[Stored items from a collection]

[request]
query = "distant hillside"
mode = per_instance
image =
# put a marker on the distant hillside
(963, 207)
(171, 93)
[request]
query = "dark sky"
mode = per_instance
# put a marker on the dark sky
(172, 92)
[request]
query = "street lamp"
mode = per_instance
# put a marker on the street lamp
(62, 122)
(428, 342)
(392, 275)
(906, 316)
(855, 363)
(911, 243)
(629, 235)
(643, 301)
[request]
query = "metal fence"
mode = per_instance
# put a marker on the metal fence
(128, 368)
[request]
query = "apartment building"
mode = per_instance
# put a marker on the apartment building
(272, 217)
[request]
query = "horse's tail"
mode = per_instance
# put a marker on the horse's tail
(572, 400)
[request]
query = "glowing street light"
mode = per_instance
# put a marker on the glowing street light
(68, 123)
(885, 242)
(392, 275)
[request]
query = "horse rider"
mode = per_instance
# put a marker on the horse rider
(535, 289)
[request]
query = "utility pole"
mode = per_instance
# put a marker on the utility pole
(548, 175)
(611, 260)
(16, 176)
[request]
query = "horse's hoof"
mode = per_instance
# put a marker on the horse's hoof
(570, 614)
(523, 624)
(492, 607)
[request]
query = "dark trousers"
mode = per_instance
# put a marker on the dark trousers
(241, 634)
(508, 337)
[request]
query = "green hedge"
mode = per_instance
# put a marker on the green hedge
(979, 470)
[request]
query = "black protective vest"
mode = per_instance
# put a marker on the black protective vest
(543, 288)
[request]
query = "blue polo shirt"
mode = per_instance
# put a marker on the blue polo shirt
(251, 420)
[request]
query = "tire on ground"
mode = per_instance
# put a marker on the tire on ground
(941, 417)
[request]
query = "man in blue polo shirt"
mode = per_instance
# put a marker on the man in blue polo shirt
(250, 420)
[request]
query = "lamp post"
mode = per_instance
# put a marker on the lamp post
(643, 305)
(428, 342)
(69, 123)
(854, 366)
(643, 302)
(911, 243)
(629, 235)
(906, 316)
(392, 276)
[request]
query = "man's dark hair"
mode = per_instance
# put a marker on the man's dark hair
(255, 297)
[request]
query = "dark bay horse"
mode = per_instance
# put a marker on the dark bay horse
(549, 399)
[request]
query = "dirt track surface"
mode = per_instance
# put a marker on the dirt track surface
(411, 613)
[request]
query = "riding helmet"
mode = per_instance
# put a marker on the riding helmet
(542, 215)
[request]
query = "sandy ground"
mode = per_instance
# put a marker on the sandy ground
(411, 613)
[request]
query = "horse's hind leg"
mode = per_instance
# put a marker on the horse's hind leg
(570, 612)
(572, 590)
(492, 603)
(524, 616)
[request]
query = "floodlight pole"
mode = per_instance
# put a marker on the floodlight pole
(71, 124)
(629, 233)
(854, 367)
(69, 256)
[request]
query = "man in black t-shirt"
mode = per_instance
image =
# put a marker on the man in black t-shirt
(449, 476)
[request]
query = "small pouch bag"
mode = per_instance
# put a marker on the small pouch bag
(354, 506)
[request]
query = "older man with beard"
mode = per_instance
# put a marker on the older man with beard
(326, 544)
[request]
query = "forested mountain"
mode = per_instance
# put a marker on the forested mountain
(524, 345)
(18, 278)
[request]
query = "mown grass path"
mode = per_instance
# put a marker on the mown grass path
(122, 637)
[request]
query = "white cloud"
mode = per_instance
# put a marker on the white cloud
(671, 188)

# WHAT IS NEEDED
Give back the whole listing exactly as it reads.

# FINAL RESULT
[request]
query = "distant hillside"
mode = per_instance
image =
# put a marker on the distant hillside
(963, 207)
(171, 93)
[request]
query = "dark sky"
mode = per_instance
# put a marker on the dark sky
(172, 92)
[request]
query = "street lamp"
mode = per_instance
# put a marker on the street lamp
(62, 122)
(428, 342)
(392, 275)
(906, 316)
(855, 363)
(911, 243)
(629, 235)
(643, 301)
[request]
query = "metal fence"
mode = per_instance
# put a marker on the metal fence
(128, 368)
[request]
query = "apartment building"
mode = per_instance
# put a marker on the apartment building
(272, 217)
[request]
query = "horse's tail"
mode = per_instance
# put a marker on the horse's tail
(572, 400)
[request]
query = "glowing street light"
mode = per_instance
# put a marker on the glowing street light
(68, 123)
(885, 242)
(392, 275)
[request]
query = "horse rider"
mode = per_instance
# put a marker on the horse rider
(535, 289)
[request]
query = "utility pole"
mode = per_instance
# put a marker on the utility pole
(548, 175)
(611, 260)
(16, 176)
[request]
query = "horse's hoof"
mode = per_instance
# put a marker on the horse's hoof
(570, 614)
(523, 624)
(492, 607)
[request]
query = "dark trousers"
mode = per_instance
# put a marker on the dark trousers
(241, 634)
(508, 337)
[request]
query = "green hedge"
mode = per_instance
# put a marker on the green hedge
(979, 470)
[request]
query = "black protective vest"
mode = per_instance
# put a marker on the black protective vest
(543, 288)
[request]
query = "blue polo shirt"
mode = per_instance
# put a marker on the blue polo shirt
(251, 420)
[request]
query = "tire on ground"
mode = per_instance
# put a marker on the tire on ground
(941, 417)
[request]
query = "man in blue polo shirt"
mode = per_instance
# put a marker on the man in blue polo shirt
(250, 420)
[request]
query = "lamp post"
mode = per_instance
# put a marker on the lamp post
(643, 305)
(428, 342)
(69, 123)
(854, 366)
(643, 302)
(911, 243)
(629, 235)
(906, 316)
(392, 276)
[request]
query = "man's dark hair"
mode = per_instance
# put a marker on the man's dark hair
(255, 297)
[request]
query = "dark bay horse"
mode = per_instance
# put a marker on the dark bay horse
(549, 399)
[request]
query = "dirt track surface"
mode = per_instance
# put a marker on the dirt track surface
(411, 613)
[request]
query = "riding helmet"
mode = per_instance
# put a marker on the riding helmet
(542, 215)
[request]
query = "sandy ground"
mode = per_instance
# put a marker on the sandy ground
(411, 613)
[request]
query = "horse's hind leg"
mode = per_instance
# put a marker on the horse's hind leg
(570, 612)
(572, 590)
(492, 603)
(524, 616)
[request]
query = "floodlight pole"
mode = per_instance
# put a marker on the floodlight pole
(71, 124)
(629, 233)
(854, 367)
(69, 256)
[request]
query = "man in black t-shirt"
mode = per_instance
image =
# put a marker on the man in black t-shirt
(449, 476)
[request]
query = "small pouch bag"
mode = per_instance
# put a marker on the small pouch bag
(354, 506)
[request]
query = "older man with beard"
mode = per_instance
# put a marker on the older man with beard
(326, 544)
[request]
query = "forested mountain"
mode = per_instance
# put a marker on the forested mountain
(524, 345)
(18, 278)
[request]
query = "mown grass path"
mode = per_instance
# put a marker on the mown grass path
(122, 637)
[request]
query = "white cloud"
mode = per_instance
# put a marker on the white cloud
(671, 188)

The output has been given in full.